What the task requires
Please copy the data below word for word, from start to end, and leave the pictures out of your answer.

____________________

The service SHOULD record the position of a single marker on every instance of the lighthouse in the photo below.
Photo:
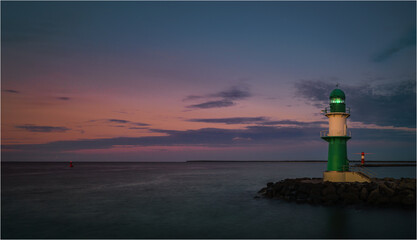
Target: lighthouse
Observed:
(337, 136)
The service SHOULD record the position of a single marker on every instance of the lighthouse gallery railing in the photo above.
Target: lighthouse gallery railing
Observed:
(325, 133)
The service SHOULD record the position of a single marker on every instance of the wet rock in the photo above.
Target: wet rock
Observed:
(386, 192)
(328, 190)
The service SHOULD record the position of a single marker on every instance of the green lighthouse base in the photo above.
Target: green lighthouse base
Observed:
(336, 176)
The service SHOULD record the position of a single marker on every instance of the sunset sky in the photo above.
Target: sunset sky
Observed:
(177, 81)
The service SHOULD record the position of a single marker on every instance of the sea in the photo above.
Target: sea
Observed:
(187, 200)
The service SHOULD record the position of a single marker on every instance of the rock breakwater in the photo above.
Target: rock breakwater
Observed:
(386, 192)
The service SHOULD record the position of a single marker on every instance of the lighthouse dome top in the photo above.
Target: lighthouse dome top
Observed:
(337, 93)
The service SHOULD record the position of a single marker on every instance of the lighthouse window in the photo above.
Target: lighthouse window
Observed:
(337, 100)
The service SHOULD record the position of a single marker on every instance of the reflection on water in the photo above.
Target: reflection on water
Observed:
(179, 200)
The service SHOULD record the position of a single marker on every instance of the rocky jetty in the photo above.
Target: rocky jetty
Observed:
(386, 192)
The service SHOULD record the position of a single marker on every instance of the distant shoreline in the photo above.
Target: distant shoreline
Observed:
(297, 161)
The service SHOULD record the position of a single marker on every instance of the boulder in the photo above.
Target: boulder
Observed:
(373, 196)
(364, 194)
(385, 190)
(328, 190)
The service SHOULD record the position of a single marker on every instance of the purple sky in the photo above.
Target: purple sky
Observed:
(177, 81)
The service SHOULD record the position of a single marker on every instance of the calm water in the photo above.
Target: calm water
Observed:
(180, 200)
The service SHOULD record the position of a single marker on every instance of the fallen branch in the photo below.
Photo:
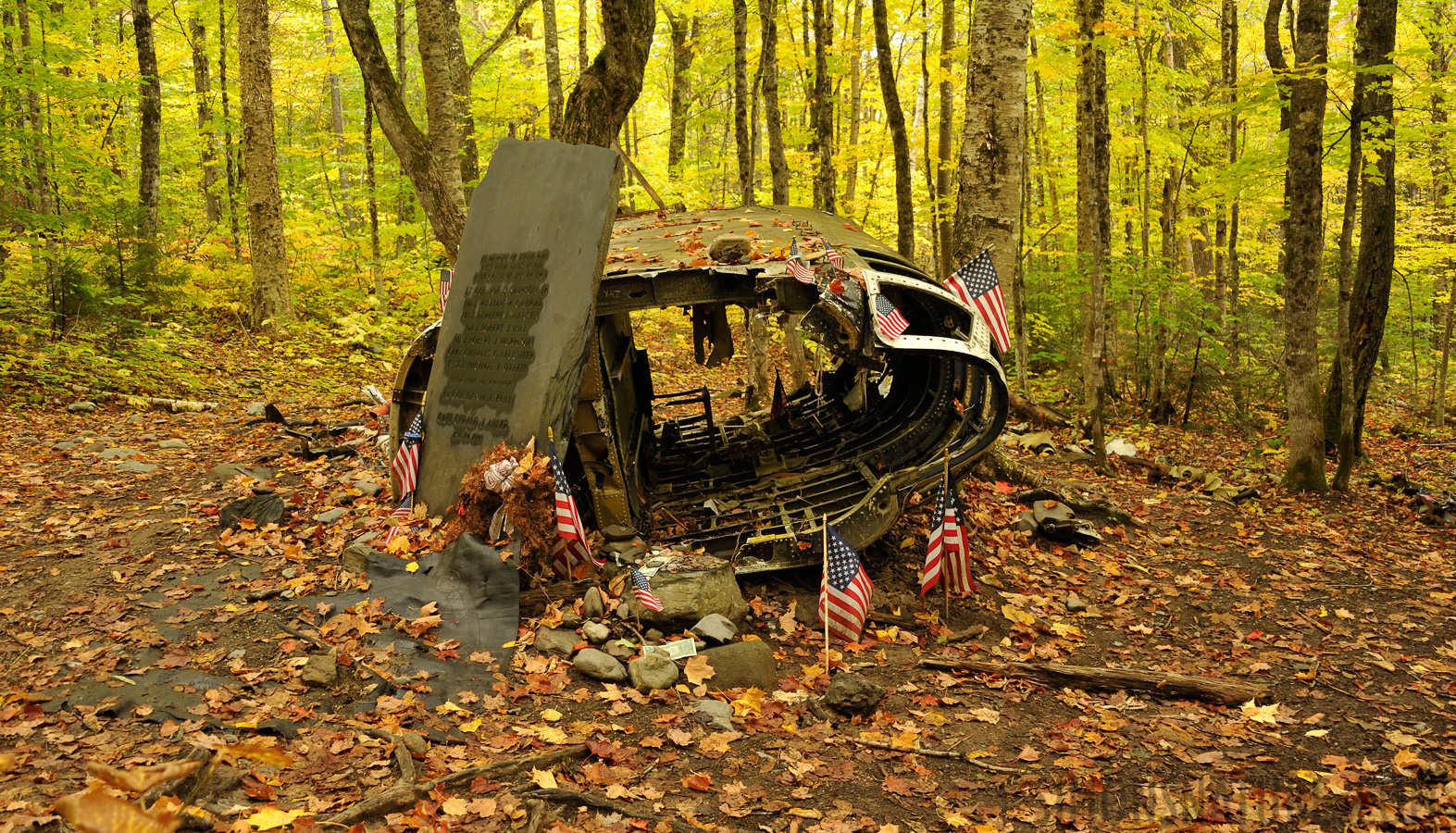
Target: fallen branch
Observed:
(1216, 690)
(960, 756)
(173, 405)
(406, 792)
(1039, 416)
(581, 799)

____________________

Full output
The service SHOULD record the position of a single marker on every instance of the lighthouse in the photo below.
Photo:
Target: lighthouse
Observed:
(337, 136)
The service SHOULD record the position of a single marker on every instance of the lighthouse gallery railing in the photo above.
Target: lighthouse gallery railing
Observed:
(325, 133)
The service SHOULD record the position of a single marker on every instance of the wet rock in the photo above.
Target: wet rock
Observed:
(386, 192)
(328, 190)
The service SHOULD record the position of a single marker on every instance of the green lighthouse base in the photo above.
Target: green lighthouse base
Observed:
(336, 176)
The service SHOULD record the position of a single marker on every instance of the sunset sky in the photo above.
Target: sunset sky
Observed:
(177, 81)
The service SHOULD record the position of a single marker on every instance of the sea in the photo above.
Target: sea
Observed:
(187, 200)
The service SHOULD record the position of a single marker on every instance of the rock breakwater in the photo above.
Target: rock breakwater
Observed:
(386, 192)
The service SHOULD record the position of a single marker on every instance of the lighthouse dome top in the photo above.
Target: lighthouse dome top
Observed:
(337, 93)
The service SHOULD record the position of a single marker on every instance of the lighthouse window in the photo above.
Target: lighthouse window
Observed:
(337, 100)
The service SHOULD record the position of a single marker on every instance of the reflection on water in the photo above.
Target: reflection on water
Observed:
(179, 200)
The service SHOULD record the position of a single marker on every instance of the rocky jetty in the photo above.
Target: rocky jetty
Observed:
(386, 192)
The service SHOULD record the position of a single marker on every instance of the distant shoreline in the photo above.
Target: distant shoreline
Observed:
(297, 161)
The service SHOULD record the position of a single marker on every instance of the boulder in the photo above.
Target: boulder
Observed:
(373, 196)
(364, 194)
(385, 190)
(328, 190)
The service SHOULD record the position of a single marker on every instance of the purple sky in the photo above.
Target: purple sky
Observed:
(177, 81)
The service SHOULD record the position of a single marker on every instance of the calm water in the photo above.
Target: calm water
Observed:
(180, 200)
The service SHOULD record the position of a single marker on every instance of the fallen branch in the photo below.
Photo:
Target: fallen branch
Observed:
(1216, 690)
(960, 756)
(173, 405)
(406, 792)
(1039, 416)
(581, 799)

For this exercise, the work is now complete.